-- Passage for review follows --

Baxter Home
Conditions Therapies Products Services About Baxter
Training and Education Sustainability Contact Us
 

News Release

 
 

Baxter Reports Strong Earnings for the Third Quarter with EPS of $0.57 Per Share

 

 

Baxter Raises Full-Year EPS Guidance

 

DEERFIELD, Ill., October 19, 2006 – Baxter International Inc. (NYSE:BAX) today reported strong growth in earnings for the third quarter driven by accelerated revenue growth, continued improvement in operational performance, expansion of gross and operating margins, and lower interest expense.  

 

Baxter’s third quarter net income of $374 million increased from $116 million in 2005.  Earnings per diluted share of $0.57 increased from $0.18 per diluted share in the prior year period, and were at the high end of the guidance range previously provided by the company of $0.55 to $0.57 per diluted share. 

 

On an adjusted basis, excluding special items recorded in the prior year period, third quarter net income increased 26 percent from $296 million in 2005 and earnings per diluted share increased 21 percent from $0.47 per diluted share.  In the third quarter last year, the company recorded $180 million (or $0.29 per diluted share) for charges associated with the exit of hemodialysis instrument manufacturing and for the tax expense related to the repatriation of foreign earnings.

-- Passage for review concluded --

Action item A:
Copy everything in the Baxter earnings release from "Baxter Raises Full-Year" down to "lower interest expense.", switching "interest expense" to "borrowing costs".
Action item B:
Continue the Baxter third-quarter earnings release from its last sentence.

-- Data section follows --

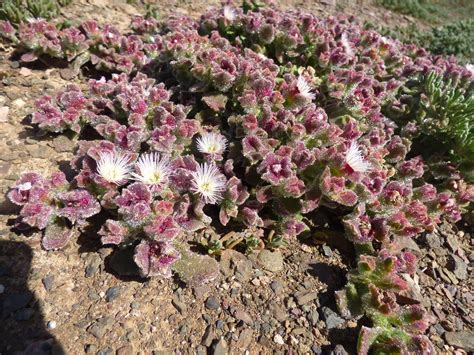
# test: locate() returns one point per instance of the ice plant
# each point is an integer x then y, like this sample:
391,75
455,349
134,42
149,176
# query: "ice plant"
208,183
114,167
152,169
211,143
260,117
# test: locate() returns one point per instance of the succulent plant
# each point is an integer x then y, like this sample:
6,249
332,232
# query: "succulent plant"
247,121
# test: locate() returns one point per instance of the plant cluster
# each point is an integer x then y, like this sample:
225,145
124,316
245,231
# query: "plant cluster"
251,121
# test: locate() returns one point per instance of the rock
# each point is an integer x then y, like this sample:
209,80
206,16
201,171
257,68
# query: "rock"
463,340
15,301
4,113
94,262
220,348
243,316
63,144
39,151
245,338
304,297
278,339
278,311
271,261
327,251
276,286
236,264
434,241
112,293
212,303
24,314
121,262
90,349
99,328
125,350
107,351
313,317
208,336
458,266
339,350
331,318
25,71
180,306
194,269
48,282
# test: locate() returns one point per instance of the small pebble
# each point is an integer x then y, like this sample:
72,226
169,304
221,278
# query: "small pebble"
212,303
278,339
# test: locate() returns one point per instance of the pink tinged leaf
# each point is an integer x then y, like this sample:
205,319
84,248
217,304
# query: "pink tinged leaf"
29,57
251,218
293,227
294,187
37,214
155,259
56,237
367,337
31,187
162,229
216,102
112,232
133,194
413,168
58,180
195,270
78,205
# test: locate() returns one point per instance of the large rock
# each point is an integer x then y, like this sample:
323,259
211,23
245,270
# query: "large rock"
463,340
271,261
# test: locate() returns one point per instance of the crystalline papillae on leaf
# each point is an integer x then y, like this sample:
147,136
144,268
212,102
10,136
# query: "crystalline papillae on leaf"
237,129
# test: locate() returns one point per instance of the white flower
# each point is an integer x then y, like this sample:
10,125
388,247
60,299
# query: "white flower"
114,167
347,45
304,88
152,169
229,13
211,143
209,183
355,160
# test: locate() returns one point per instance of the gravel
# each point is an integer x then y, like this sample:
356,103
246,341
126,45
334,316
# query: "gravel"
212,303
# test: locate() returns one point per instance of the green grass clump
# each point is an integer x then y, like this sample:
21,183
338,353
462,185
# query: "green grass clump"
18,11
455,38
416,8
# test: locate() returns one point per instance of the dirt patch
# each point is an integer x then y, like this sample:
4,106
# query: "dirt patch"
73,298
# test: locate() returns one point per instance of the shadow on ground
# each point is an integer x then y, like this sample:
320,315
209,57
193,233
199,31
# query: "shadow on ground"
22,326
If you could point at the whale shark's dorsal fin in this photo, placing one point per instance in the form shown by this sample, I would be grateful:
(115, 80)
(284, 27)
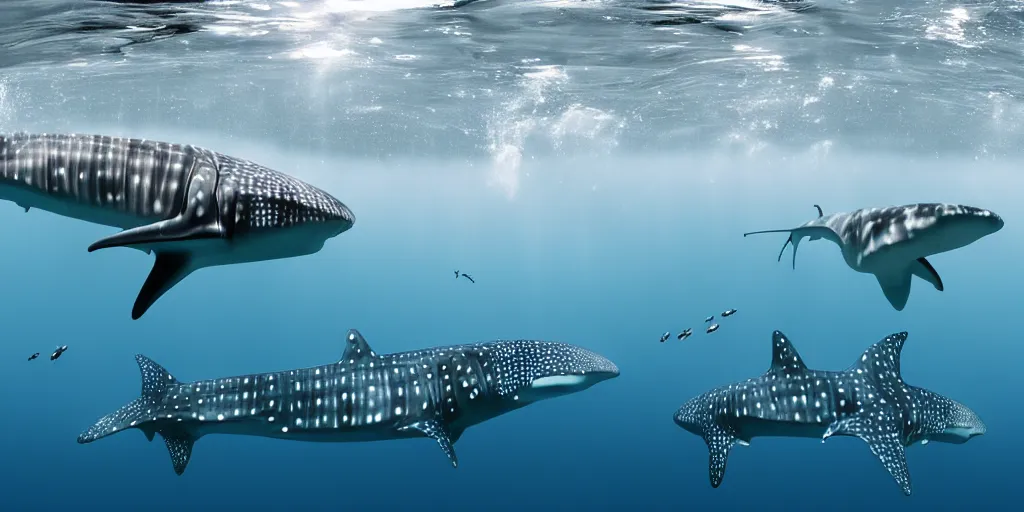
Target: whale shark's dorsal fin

-- Data section concluded --
-- Data section follows --

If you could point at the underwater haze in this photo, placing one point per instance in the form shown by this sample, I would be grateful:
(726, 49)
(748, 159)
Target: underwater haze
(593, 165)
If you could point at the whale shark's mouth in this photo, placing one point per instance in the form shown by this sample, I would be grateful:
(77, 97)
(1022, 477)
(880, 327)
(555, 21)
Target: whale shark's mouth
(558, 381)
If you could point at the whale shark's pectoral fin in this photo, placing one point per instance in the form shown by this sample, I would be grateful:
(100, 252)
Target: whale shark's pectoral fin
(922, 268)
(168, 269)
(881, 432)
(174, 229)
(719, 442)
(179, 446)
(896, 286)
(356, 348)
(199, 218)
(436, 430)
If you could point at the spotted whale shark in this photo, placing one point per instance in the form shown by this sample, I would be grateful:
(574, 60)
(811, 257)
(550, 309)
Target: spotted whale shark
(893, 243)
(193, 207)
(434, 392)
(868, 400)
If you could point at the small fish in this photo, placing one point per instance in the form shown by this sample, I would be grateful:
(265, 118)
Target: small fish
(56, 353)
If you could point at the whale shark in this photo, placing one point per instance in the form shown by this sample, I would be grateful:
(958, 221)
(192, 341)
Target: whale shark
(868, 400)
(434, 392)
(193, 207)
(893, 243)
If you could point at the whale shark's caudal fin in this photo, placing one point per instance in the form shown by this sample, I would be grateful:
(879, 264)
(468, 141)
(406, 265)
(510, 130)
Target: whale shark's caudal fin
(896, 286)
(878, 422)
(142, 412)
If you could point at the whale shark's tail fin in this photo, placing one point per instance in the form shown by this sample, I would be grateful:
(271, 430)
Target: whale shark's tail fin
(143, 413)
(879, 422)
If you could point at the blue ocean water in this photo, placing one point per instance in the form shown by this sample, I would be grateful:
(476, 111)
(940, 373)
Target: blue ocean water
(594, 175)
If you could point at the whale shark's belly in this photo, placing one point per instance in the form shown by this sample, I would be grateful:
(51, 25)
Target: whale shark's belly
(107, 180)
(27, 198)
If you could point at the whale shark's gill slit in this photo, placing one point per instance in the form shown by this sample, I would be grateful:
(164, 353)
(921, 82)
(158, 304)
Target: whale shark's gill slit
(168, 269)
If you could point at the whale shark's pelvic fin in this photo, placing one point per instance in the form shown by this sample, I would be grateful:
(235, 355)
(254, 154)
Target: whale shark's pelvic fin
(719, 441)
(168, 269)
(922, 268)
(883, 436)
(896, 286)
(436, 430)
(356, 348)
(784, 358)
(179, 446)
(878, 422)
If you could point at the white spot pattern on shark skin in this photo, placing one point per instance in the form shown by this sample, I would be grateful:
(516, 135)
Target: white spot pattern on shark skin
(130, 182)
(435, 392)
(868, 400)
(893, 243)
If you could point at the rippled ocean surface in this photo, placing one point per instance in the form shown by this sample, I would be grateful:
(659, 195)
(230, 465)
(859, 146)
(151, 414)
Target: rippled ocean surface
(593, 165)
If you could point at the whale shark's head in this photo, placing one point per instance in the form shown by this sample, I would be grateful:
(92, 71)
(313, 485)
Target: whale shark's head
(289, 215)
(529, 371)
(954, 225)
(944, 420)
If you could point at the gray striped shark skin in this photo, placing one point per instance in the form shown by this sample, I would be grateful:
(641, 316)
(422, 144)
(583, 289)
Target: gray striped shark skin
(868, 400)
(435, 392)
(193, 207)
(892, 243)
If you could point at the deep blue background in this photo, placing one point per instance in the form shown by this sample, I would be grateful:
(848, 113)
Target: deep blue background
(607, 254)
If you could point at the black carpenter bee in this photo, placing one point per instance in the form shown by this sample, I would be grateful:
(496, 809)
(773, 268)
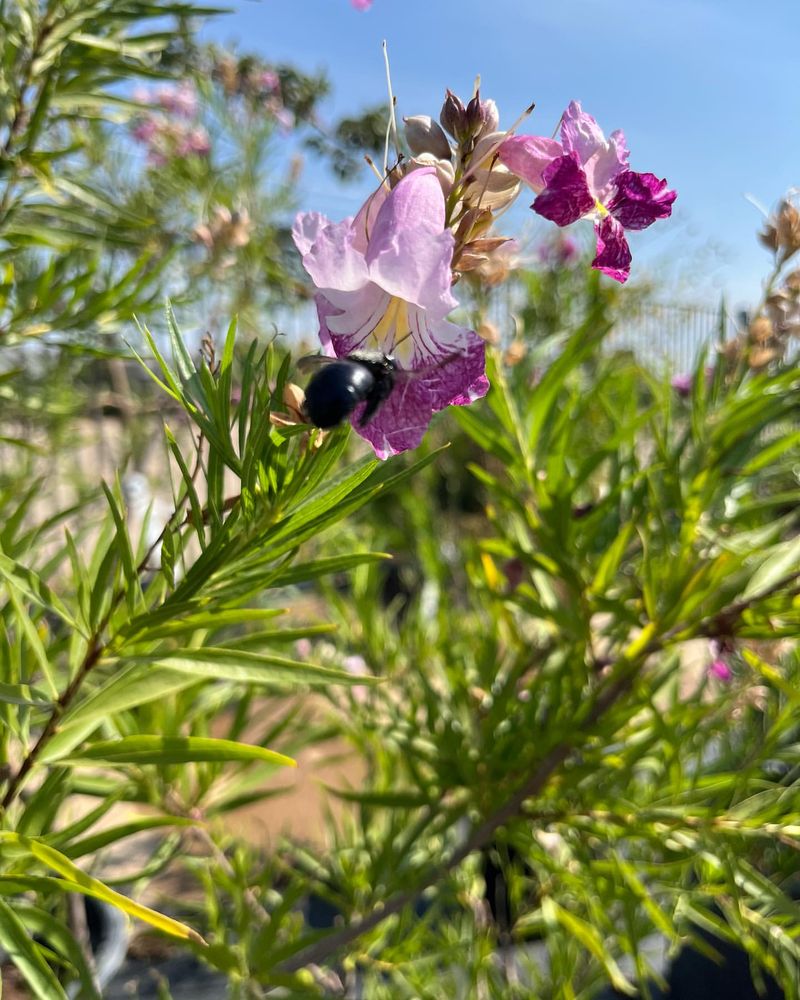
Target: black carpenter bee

-- Data section concluded --

Answer space A:
Baxter Raises Full-Year EPS Guidance

 

DEERFIELD, Ill., October 19, 2006 – Baxter International Inc. (NYSE:BAX) today reported strong growth in earnings for the third quarter driven by accelerated revenue growth, continued improvement in operational performance, expansion of gross and operating margins, and lower borrowing costs.

Answer space B:
Baxter’s worldwide sales totaled $2.6 billion in the third quarter, an increase of 7 percent, or 6 percent excluding the benefit from foreign exchange.  Sales within the United States totaled $1.1 billion, an increase of 3 percent over the same period last year, and sales outside of the United States increased 9 percent (or 7 percent excluding the impact of foreign exchange) to $1.5 billion in the quarter. 

 

Contributing to sales growth was Baxter’s BioScience business, with sales of $1.1 billion, an increase of 15 percent.  Driving this performance was growth from several products used for the treatment of hemophilia and immune disorders, including ADVATE [Antihemophilic Factor (Recombinant), Plasma/Albumin-Free Method (rAHF-PFM)] and Baxter’s portfolio of intravenous immunoglobulins (IVIG), as well as solid growth from other plasma-based therapies and biosurgery products.

 

Renal sales increased 6 percent to $519 million in the third quarter due to continued gains in peritoneal dialysis patients.  Medication Delivery sales declined 1 percent to $950 million as a result of generic drug competition. 

 

“I’m particularly pleased with the continued and balanced improvement in margins across all of our businesses.  This is a strength of our diversified model, and provides leverage for us to continue to accelerate investments to grow our company,” said Robert L. Parkinson, Jr., chairman and chief executive officer of Baxter. “Over the company’s 75-year history, Baxter has pioneered many technological and therapeutic breakthroughs for the benefit of patients worldwide, and with our renewed investments in the company, we expect to continue to drive future benefits and value for both patients and shareholders.”


Recent Highlights

 

Baxter has recently announced several initiatives and milestones that leverage the company’s unique technology platforms, further expand its global presence and focus its resources and investments on areas that provide long-term strategic value.  These include:

  • Preliminary results from the company’s Phase I/II clinical trial of whole-virus H5N1 influenza candidate vaccine, which suggest that the vaccine is well- tolerated in humans and it can induce antibodies that neutralize widely divergent strains of H5N1.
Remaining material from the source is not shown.